**Passage to read**
-- -- --

Adding weight was another two hires, both announced at the European conference: Nicolas Alsterdal, formerly of Nordic Choice, as director of revenue management, Europe; and Tess Mattisson, director of marketing, Europe.
 
A new CEO for the U.K. and Ireland will be announced around the turn of the New Year, Pearce said.
 
Choice is convinced Europe is ripe for a larger franchise landscape, with rate parity recently having been banned in France and Italy and being challenged in several other European countries. Also in Choice’s favor is the fact that its own commission structure, its executives believe, is among the lowest in the industry.

Scaling up
Critical to increasing the overall franchise footprint in Europe is expanding into new countries, Choice executives said.  Gateway cities are the initial target, with secondary locations to follow.
 
Multi-development agreements are key to this expansion. They are the speediest, most economical way of ramping up growth, Pacious told Hotel News Now.
 
“Conversions will remain the company’s development focus, but there will be a handful of new builds, too,” he said.
 
“Choice does one thing and one thing well: franchising. And that gives us an advantage,” Pacious added.
 
In Belgium, Choice will partner with Dema Hotels and Oxford Hospitality to open three converted properties over the next 12 months under the Clarion, Comfort and Quality brands. In Germany, executives will work with BHKV Hospitality GmbH to add two Comfort properties, both to be new builds—in Frankfurt and Monheim am Rhein. Choice also has its sights on the German cities of Berlin, Cologne, Dusseldorf, Munich and Stuttgart.
 
Pearce said that since the last European conference in 2013 in Dublin, more than 80 hotels had been added to Choice’s European portfolio. Plans in Belgium and Turkey could result in 135 hotels with more than 15,000 keys. The German deal was inked later in the day in which that comment was made.
 
Other countries on its radar include: Austria, Hungary, Poland, Spain and The Netherlands.
 
“Never in our history has our future in Europe looked so bright,” Pearce said.
 
Oldsberg added that with a global portfolio of approximately 6,500 hotels, Choice now is expanding in Europe with “a whole different scale of negotiation.”
 
Russo said loyalty has a huge part to play in Choice’s Europe play, too.
 
“We have only 326,000 members in Europe today, so huge opportunity exists,” he said, adding that among Choice’s new initiatives is that members’ points will no longer expire.
 
Upping standards
Choice executives and its properties’ owners are optimistic about the company’s increased and increasing franchise footprint in Europe.
 
David Beers, Choice’s senior director, international operations, said Choice is imposing in Europe minimum standards and hallmarks on the provision of Wi-Fi, breakfast and bedding.
 
“The critical word is consistency to effectively increase loyalty, but it is the guest that is dictating these requirements,” Beers said.
 
Laurent Dupont, owner and GM of the 35-room Comfort Hotel de l’Europe Saint-Nazaire, France, told HNN that he is convinced the franchise model will see further traction in Europe.
 
“It has given (the hotel) that extra push. Guests are finding the hotel, and the strength coming off a brand is increasing in my market,” Dupont said. When he bought the property, it was on its last knees, with occupancy at only 3%.
 
Martin Kemmer, managing director of development and management company Place Value Hotelmanagement, whose parent company is BHKV Hospitality, said the franchise model is credible not just in major cities but also in secondary cities such as Monheim, Germany.
 
“Cities such as Monheim (am Rhein) do not have a lot of industry, but what they do have leads the world, so there is steady, good, corporate demand,” Kemmer said, referencing Bayer CropScience, which has its global headquarters in the city of approximately 40,000.

-- -- --

**Data extract**
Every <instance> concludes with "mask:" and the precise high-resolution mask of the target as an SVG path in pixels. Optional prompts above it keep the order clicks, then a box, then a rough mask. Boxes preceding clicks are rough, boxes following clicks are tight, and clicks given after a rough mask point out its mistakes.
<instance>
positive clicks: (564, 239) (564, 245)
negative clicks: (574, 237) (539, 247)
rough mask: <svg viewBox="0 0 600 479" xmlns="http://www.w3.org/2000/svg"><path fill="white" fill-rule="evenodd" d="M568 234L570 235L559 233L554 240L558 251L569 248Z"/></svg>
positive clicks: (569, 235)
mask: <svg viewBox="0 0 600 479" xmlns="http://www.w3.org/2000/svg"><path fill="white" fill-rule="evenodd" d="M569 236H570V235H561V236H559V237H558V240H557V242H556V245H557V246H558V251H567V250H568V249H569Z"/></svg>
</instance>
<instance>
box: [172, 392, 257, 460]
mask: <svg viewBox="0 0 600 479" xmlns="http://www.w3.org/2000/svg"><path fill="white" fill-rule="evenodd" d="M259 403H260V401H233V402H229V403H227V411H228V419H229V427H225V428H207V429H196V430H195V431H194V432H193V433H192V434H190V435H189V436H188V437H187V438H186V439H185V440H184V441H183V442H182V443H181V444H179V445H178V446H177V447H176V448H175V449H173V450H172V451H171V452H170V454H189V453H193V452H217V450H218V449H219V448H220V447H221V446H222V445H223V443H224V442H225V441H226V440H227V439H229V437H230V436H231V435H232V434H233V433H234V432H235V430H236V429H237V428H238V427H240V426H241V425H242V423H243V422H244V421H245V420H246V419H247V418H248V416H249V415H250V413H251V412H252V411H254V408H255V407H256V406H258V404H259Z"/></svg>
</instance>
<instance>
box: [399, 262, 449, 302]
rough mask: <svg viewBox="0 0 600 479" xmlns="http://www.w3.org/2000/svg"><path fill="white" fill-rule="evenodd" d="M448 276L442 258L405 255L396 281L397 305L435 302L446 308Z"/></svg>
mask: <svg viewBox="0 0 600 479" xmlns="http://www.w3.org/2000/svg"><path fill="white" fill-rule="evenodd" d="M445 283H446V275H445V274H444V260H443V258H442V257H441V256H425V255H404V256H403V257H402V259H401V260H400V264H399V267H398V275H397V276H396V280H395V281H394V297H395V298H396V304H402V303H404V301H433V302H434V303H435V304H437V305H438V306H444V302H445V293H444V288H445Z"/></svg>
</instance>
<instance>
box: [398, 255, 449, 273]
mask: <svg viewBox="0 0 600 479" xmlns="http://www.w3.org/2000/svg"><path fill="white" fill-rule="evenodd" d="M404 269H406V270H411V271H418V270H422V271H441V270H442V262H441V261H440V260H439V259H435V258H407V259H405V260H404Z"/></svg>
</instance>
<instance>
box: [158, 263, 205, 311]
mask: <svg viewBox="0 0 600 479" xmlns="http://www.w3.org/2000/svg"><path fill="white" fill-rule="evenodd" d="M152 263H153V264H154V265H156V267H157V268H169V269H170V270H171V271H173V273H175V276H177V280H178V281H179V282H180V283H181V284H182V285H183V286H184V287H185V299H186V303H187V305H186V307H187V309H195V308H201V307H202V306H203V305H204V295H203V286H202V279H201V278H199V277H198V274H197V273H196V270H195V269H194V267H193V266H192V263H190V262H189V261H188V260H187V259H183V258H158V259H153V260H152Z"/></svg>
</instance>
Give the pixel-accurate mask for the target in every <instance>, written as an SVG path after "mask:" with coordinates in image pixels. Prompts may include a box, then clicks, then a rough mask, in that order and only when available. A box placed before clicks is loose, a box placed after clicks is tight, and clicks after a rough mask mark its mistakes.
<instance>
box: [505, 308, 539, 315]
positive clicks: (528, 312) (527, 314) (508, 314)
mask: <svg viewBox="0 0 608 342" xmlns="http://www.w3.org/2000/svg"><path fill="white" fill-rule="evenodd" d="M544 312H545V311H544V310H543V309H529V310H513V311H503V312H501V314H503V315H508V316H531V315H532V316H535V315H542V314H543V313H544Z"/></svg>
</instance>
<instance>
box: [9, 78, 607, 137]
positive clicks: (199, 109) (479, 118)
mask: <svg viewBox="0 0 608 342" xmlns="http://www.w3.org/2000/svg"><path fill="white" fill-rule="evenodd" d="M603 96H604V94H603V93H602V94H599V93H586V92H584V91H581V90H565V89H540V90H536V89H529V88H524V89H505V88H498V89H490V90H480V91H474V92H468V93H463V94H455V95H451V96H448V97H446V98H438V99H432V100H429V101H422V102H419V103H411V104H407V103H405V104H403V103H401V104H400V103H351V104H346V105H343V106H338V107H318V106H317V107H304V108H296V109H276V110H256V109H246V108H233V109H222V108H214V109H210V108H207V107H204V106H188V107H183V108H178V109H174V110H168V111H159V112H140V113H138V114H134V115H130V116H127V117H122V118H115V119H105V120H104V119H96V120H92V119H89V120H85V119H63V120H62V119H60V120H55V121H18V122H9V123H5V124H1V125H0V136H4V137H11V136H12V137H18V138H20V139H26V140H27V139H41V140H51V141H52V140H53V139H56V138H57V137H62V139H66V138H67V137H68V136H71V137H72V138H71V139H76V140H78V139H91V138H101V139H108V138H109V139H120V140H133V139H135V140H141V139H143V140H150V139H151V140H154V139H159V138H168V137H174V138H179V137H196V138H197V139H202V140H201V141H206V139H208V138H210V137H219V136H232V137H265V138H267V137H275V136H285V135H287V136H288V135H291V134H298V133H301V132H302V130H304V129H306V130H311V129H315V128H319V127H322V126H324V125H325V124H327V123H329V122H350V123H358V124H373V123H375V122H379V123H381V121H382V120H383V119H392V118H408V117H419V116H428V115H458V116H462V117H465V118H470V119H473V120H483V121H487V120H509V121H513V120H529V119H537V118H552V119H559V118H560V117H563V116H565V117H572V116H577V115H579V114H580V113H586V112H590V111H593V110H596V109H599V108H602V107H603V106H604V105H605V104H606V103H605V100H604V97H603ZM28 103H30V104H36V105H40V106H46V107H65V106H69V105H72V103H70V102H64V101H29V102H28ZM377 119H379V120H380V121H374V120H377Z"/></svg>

-- -- --

**Action item A**
According to the article on Choice's European expansion, why are multi-development agreements key to expanding into new countries?
**Action item B**
Swap "property" for "building" in the part of the article on Choice's European expansion that opens with "Laurent Dupont, owner" and closes with "at only 3%.", then write that part out.
The entries have no connection to the text.

**Exercise result A**
They are key because they are the speediest, most economical way of ramping up growth.

**Exercise result B**
Laurent Dupont, owner and GM of the 35-room Comfort Hotel de l’Europe Saint-Nazaire, France, told HNN that he is convinced the franchise model will see further traction in Europe.
 
“It has given (the hotel) that extra push. Guests are finding the hotel, and the strength coming off a brand is increasing in my market,” Dupont said. When he bought the building, it was on its last knees, with occupancy at only 3%.